PROVIDED TEXT:
..............................

Feeds:
Posts
Comments

Value to the Audience

As I write this our Toastmaster contest is approaching its District finals. Many speakers have been eliminated. Those remaining have polished their words, practiced, edited their speech and practiced some more. Eliminated a section, added an anecdote and practiced again.

They have received suggestions, ideas and critiques. They have been told they have too much of this and not enough of that. Or not enough of this and too much of that. Or both.

But throughout all this one thing remains as constant as the North Star:

Your speech has to have value to the audience.

It needs the humor, the emotion and, of course, the stories. But they are the clothing that makes your valuable idea interesting and acceptable to the listener. Your valuable idea is the soul beneath. It is the bedrock on which you are building.

You can tweak and edit and adjust all you want but the constancy, the shape, the stability of your valuable idea should not be diminished by your changes. Your changes build and illuminate; they do not chip away at your idea because you have found a line that is funnier or an anecdote that brings a bigger hit of emotion.

The criteria for change are:

– it makes my premise deeper or adds insight to it

– it it makes my premise clearer and brighter for the audience.

You present your idea with emotional honesty (the audience will sense it if you don’t). This emotional honesty is what carries your message. The audience has probably heard this idea before – few speech ideas are truly unique.

What takes this idea – your idea – from ho-hum to enlightening is your honest insight into your weaknesses and your growth. This is the value you give to each person in the audience so they can take your experience and use it in their own life.

Share your ideas with honesty and the change you bring to others – change you may never know about – is the real reward.

 

Your Important Message

What if you have an important message – one that you strongly want to share with other people? It might be political or religious or just plain motivational or inspirational.

You might want others to join the struggle for…to believe that…to help make this change to….

You might have had an experience that so moved and changed you that you want others to be changed by it also.

It’s so important to you that you feel you must tell others. You need to stand up and tell them. You can call it a speech or a sermon, a lecture, an address, a talk but you have to stand up and tell it. It’s just that important.

The question is – how do you start putting it together?

There are three basic rules:

  • Don’t preach
  • Tell stories
  • Be very clear about benefits

Don’t preach

Resist the temptation to show them the error of their ways. The wrongs of the past may be very clear to you. People have sinned, political parties have been corrupt. Grievances abound. Let it go.  If you do mention it, tie it to the way of the future – a future you can show could be much better. Be specific about the ways it can be better if…

However much you believe that your way of thinking and acting is vital and it will improve people’s lives, resist the temptation to tell them what they OUGHT to do. Nobody reacts well to being told what they ought to believe, how they ought to  live their life, or what change they MUST make. It sets up a resistance and makes your job of changing their behaviour twice as hard.

Instead, show how the change has benefitted yourself or others. Show how the change can improve the future for them. Show, don’t tell. Which leads to:

Tell Stories

Your stories and the examples that illustrate your points are what will carry your message home to a deeper level. A smattering of facts and a whole lot of stories are the structure that will draw people in to listen. Your stories can be personal or about others whose experiences have been relevant.

Your stories are about real people who have physically and emotionally “been there”. The emotion is the most important part. It could be raw or warm or anywhere in between. But sharing the feeling is far more important than sharing the fact.

..............................

Point-labeling examples:
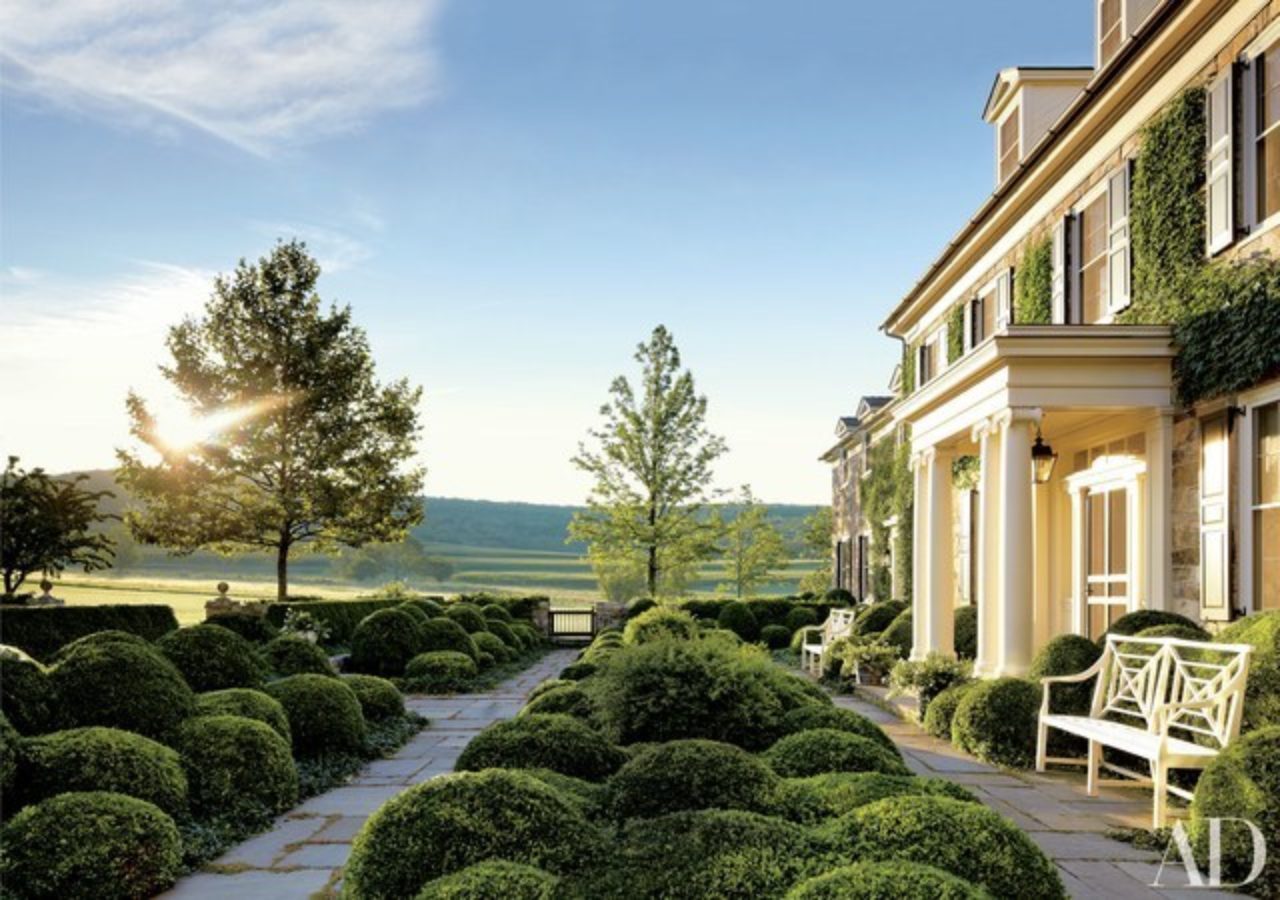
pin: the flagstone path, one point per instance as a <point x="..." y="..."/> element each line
<point x="305" y="850"/>
<point x="1055" y="812"/>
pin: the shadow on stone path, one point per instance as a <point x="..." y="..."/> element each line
<point x="304" y="851"/>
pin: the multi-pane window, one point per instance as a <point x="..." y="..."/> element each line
<point x="1010" y="150"/>
<point x="1266" y="506"/>
<point x="1110" y="30"/>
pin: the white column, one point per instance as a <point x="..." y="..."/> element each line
<point x="1016" y="544"/>
<point x="941" y="601"/>
<point x="920" y="554"/>
<point x="1160" y="492"/>
<point x="987" y="553"/>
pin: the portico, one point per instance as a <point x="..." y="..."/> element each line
<point x="1072" y="552"/>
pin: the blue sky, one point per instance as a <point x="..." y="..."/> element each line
<point x="510" y="195"/>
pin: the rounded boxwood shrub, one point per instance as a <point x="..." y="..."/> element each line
<point x="1262" y="690"/>
<point x="659" y="622"/>
<point x="103" y="759"/>
<point x="894" y="880"/>
<point x="440" y="671"/>
<point x="324" y="715"/>
<point x="965" y="636"/>
<point x="996" y="722"/>
<point x="211" y="657"/>
<point x="469" y="616"/>
<point x="709" y="853"/>
<point x="123" y="686"/>
<point x="828" y="750"/>
<point x="776" y="636"/>
<point x="493" y="645"/>
<point x="812" y="716"/>
<point x="94" y="846"/>
<point x="296" y="656"/>
<point x="942" y="709"/>
<point x="489" y="880"/>
<point x="451" y="822"/>
<point x="558" y="743"/>
<point x="237" y="767"/>
<point x="739" y="618"/>
<point x="28" y="699"/>
<point x="690" y="775"/>
<point x="247" y="703"/>
<point x="444" y="634"/>
<point x="379" y="698"/>
<point x="384" y="642"/>
<point x="1243" y="782"/>
<point x="965" y="839"/>
<point x="254" y="629"/>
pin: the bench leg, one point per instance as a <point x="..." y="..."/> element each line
<point x="1095" y="763"/>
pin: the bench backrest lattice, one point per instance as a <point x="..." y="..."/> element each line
<point x="1191" y="689"/>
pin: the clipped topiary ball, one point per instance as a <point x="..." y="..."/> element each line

..............................

REQUIRED ACTIONS:
(1) Copy the passage of the public speaking text that opens with the words "As I write this" and closes with "you are building.", switching "valuable idea" to "central idea".
(2) Pick up the public speaking text from its last sentence and continue it.
These lines are separate material, unrelated to the public speaking text.

EXERCISE RESPONSES:
(1)
As I write this our Toastmaster contest is approaching its District finals. Many speakers have been eliminated. Those remaining have polished their words, practiced, edited their speech and practiced some more. Eliminated a section, added an anecdote and practiced again.

They have received suggestions, ideas and critiques. They have been told they have too much of this and not enough of that. Or not enough of this and too much of that. Or both.

But throughout all this one thing remains as constant as the North Star:

Your speech has to have value to the audience.

It needs the humor, the emotion and, of course, the stories. But they are the clothing that makes your central idea interesting and acceptable to the listener. Your central idea is the soul beneath. It is the bedrock on which you are building.

(2)
Be very clear about benefits

Many important messages ask that people change in some way or follow a course of action that is unusual for them. People find change or doing the unusual to be difficult. For this reason you spend time researching the benefits that will follow. If you can, brainstorm the benefits with others because different points of view will enrich your list of benefits.

Once you know the benefits, find the story that you can tell about them. In this way the points you make are not mere logical reasons, they are benefits. As you speak, the list of benefits grows.

You wrap up with a call to action. Make it resoundingly clear how your audience can achieve these benefits. Make their first step very clear.

Then step out of the way so your message can do its work.

 

 

 

 

First, I want to welcome someone new to the blog – a reader from the 130th country. That’s right. This blog is read in 130 countries. It’s a milestone for me and it makes me very happy.

My 130th country is Angola. I treated myself to a little geography lesson and I now know that Angola is a republic, formerly a Portuguese colony, on the west coast of Africa. Most Angolans are Christian and speak Portuguese. The capital is the port of Luanda and the country has much mineral wealth, largely untapped. Thank you, Wikipedia.

Now – matching actions to words. We’ve all seen new speakers doing something like saying “I was so sad and depressed” but saying it with a smile on their face. Clearly the smile and the words don’t match. To be taken seriously as a speaker your actions must match your words.

But it isn’t always as simple as it sounds. Let’s say you are still nervous when you stand up to speak and the tension shows in your shoulders. But you’re speaking about your vacation and your words are “I was relaxing on the warm sand, with palm trees shading…”  Understand that there is a dissonance for your audience and do whatever you can – breathing, relaxation exercises – to reduce it.

Or, maybe you are giving a technical presentation and you want to appear knowledgeable, competent, in control. You’d better be 100% certain of your visual aids so your computer or projector, or screen don’t let you down. Nothing says incompetent better than a memory stick that doesn’t work with the projector, or a screen that won’t roll smoothly into position. No point blaming Fred, who was supposed to set it all up for you – it’s you who gets to wear the responsibility.

Your actions start before you walk in front of the group. Stand up a few moments ahead of time. Stand tall, loosen your shoulders, take some deep breaths. When you move forward, move with as much grace and confidence as you can muster. Still standing straight, proud chest,  give your audience a smile that says you can’t wait to get started.

Whether your presentation is technical, persuasive, inspirational or a story your audience will remember it better if what they see matches what they hear. You’ve got the words they will hear organized to your satisfaction. Your rehearsal or practice time is where organize what they will see.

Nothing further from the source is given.